Records excerpted from a collection
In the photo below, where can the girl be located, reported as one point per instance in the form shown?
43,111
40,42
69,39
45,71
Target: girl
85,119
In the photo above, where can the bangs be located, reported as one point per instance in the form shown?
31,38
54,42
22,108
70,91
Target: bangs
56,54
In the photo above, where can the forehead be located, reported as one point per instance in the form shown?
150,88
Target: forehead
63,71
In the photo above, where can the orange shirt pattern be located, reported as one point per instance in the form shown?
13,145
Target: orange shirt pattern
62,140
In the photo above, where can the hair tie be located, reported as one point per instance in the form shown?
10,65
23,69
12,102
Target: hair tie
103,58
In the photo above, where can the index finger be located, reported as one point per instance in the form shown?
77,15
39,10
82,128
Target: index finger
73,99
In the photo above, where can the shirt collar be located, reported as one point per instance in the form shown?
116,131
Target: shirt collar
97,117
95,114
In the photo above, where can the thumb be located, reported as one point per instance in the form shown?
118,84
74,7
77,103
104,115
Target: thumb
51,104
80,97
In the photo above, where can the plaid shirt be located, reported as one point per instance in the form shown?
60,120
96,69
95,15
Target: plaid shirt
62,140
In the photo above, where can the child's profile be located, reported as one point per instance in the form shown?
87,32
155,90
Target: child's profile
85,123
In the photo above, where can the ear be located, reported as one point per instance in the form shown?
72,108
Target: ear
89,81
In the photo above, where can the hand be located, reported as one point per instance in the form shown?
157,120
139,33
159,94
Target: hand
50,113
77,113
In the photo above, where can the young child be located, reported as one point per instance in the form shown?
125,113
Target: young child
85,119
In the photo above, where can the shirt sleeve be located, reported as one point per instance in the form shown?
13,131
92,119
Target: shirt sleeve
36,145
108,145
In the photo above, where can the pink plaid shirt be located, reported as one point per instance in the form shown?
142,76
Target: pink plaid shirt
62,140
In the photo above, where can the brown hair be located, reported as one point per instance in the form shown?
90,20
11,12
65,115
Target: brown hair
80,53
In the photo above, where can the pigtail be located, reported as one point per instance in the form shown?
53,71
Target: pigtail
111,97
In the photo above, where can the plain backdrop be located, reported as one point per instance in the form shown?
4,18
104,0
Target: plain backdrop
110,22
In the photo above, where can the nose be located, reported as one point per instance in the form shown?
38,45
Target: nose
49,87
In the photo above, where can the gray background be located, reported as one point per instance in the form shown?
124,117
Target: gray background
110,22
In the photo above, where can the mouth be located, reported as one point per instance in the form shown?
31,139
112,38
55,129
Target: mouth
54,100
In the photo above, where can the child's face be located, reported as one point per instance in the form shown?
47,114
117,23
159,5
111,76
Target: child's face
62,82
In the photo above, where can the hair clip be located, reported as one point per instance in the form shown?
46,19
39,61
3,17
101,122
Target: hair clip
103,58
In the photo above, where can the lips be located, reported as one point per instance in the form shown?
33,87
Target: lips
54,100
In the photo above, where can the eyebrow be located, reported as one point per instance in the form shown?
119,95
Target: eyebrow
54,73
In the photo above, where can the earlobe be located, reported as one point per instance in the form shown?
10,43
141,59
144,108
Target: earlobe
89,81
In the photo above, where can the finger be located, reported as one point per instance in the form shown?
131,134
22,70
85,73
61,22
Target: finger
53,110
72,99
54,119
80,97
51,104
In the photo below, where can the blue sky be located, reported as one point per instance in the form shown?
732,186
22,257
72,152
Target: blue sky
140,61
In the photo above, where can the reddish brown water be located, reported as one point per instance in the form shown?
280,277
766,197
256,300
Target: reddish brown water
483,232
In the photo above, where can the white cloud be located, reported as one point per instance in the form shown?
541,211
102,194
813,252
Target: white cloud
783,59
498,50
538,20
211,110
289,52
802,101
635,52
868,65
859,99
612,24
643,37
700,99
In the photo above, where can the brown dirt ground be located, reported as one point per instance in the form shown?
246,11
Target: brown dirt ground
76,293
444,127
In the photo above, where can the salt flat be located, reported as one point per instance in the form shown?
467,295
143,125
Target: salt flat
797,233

Your goal: Nothing in the data should be altered; please repeat it exactly.

Exercise response:
In the photo below, where can the girl be located, reported as one point per instance in the form shown?
43,111
40,42
69,39
45,71
Target: girl
85,119
In the photo above, where can the bangs be located, reported as one point per instance in the form shown?
31,38
54,42
22,108
70,91
Target: bangs
56,54
In the photo above, where can the forehead be located, reported as one point per instance in the form shown?
150,88
Target: forehead
63,71
In the photo above, where can the orange shirt pattern be located, reported as one point per instance in the form shown?
13,145
Target: orange shirt pattern
62,140
In the photo above, where can the hair tie be located, reported as one point per instance in the form shown?
10,65
23,69
12,102
Target: hair tie
103,58
In the photo above, where can the index finger be located, reported as one point per instance in the form shown?
77,15
39,10
82,128
Target: index finger
73,99
In the photo above, where can the shirt collar be located, reported as one point per instance in the form shown?
116,131
Target: shirt collar
97,117
95,114
In the photo above, where can the thumb be located, reported as one point per instance in the form shown?
118,84
74,7
77,103
104,115
Target: thumb
51,104
80,97
In the photo above, where can the plaid shirt be located, reported as one point per instance in the form shown?
60,120
96,69
95,15
Target: plaid shirt
62,140
In the photo above, where can the child's profile be located, reported as one point per instance in the form shown?
87,32
155,90
Target: child's profile
85,123
In the photo above, where can the ear be located, reported as one point per instance in the form shown?
72,108
Target: ear
89,81
In the photo above, where can the hand be located, reported as one point per instance in the form shown?
157,120
139,33
159,94
Target: hand
50,113
77,113
In the photo above, where can the young child be located, reported as one point per instance in the form shown?
125,113
Target: young child
85,119
In the photo above, where can the shirt sleeve be located, reported as one point per instance in the form shown?
13,131
92,119
Target: shirt sleeve
36,145
108,145
In the photo above, where can the pink plaid shirt be located, reported as one point per instance in the form shown?
142,76
Target: pink plaid shirt
62,140
In the photo above, where can the brown hair be located, reported as one point per instance in the form shown?
90,20
11,12
65,115
Target: brown hair
80,53
In the photo above, where can the pigtail be located, reported as one point per instance in the form shown?
53,71
Target: pigtail
111,97
In the photo above, where can the plain backdrop be located, reported as one point per instance in the form shown?
4,18
104,0
Target: plain backdrop
110,22
In the photo above, where can the nose be located, reported as one point per instance in the form shown?
38,45
Target: nose
49,87
In the photo above, where can the gray background be located, reported as one point per instance in the form shown?
124,117
Target: gray background
110,22
In the photo above, where can the mouth be located, reported as one point per instance in the form shown?
31,139
112,38
55,129
Target: mouth
54,100
In the photo above, where can the child's face be located, reported as one point per instance in the form shown?
47,114
117,23
159,5
111,76
Target: child's face
62,82
In the photo above, where can the hair clip be located, reported as one point per instance in the form shown?
46,19
39,61
3,17
101,122
Target: hair clip
103,58
In the photo above, where can the lips be located, reported as one point per instance in the form shown?
33,87
Target: lips
54,100
In the photo above, where can the eyebrow be located, reported as one point per instance in the form shown?
119,95
Target: eyebrow
54,73
In the photo above, where can the earlobe be located, reported as one point per instance in the form shown?
10,43
141,59
144,108
Target: earlobe
89,81
In the photo above, where can the finger be located, reported as one point per instance in the form shown?
131,134
22,70
85,73
61,22
Target: finger
53,110
72,99
54,119
80,97
51,104
In the photo below, where can the blue sky be located, reported as one point per instance in the form shown?
732,186
22,257
72,152
Target: blue sky
140,61
In the photo above, where can the reddish brown water be located, reported as one point per instance in the form shown?
280,277
766,197
256,300
Target: reddish brown water
483,232
In the photo above, where can the white cloud be located, reported as one point per instance in the form shown?
541,211
102,194
813,252
Target: white cloud
783,59
498,50
538,20
211,110
289,52
802,101
635,52
868,65
859,99
612,24
643,37
700,99
In the photo above, where can the brown dirt ground be located, reported as one point per instance in the form shown?
246,11
Target: brown dirt ground
76,293
444,127
In the photo above, where can the salt flat be located, reported as one point per instance in the form shown?
467,295
143,125
Target: salt flat
797,233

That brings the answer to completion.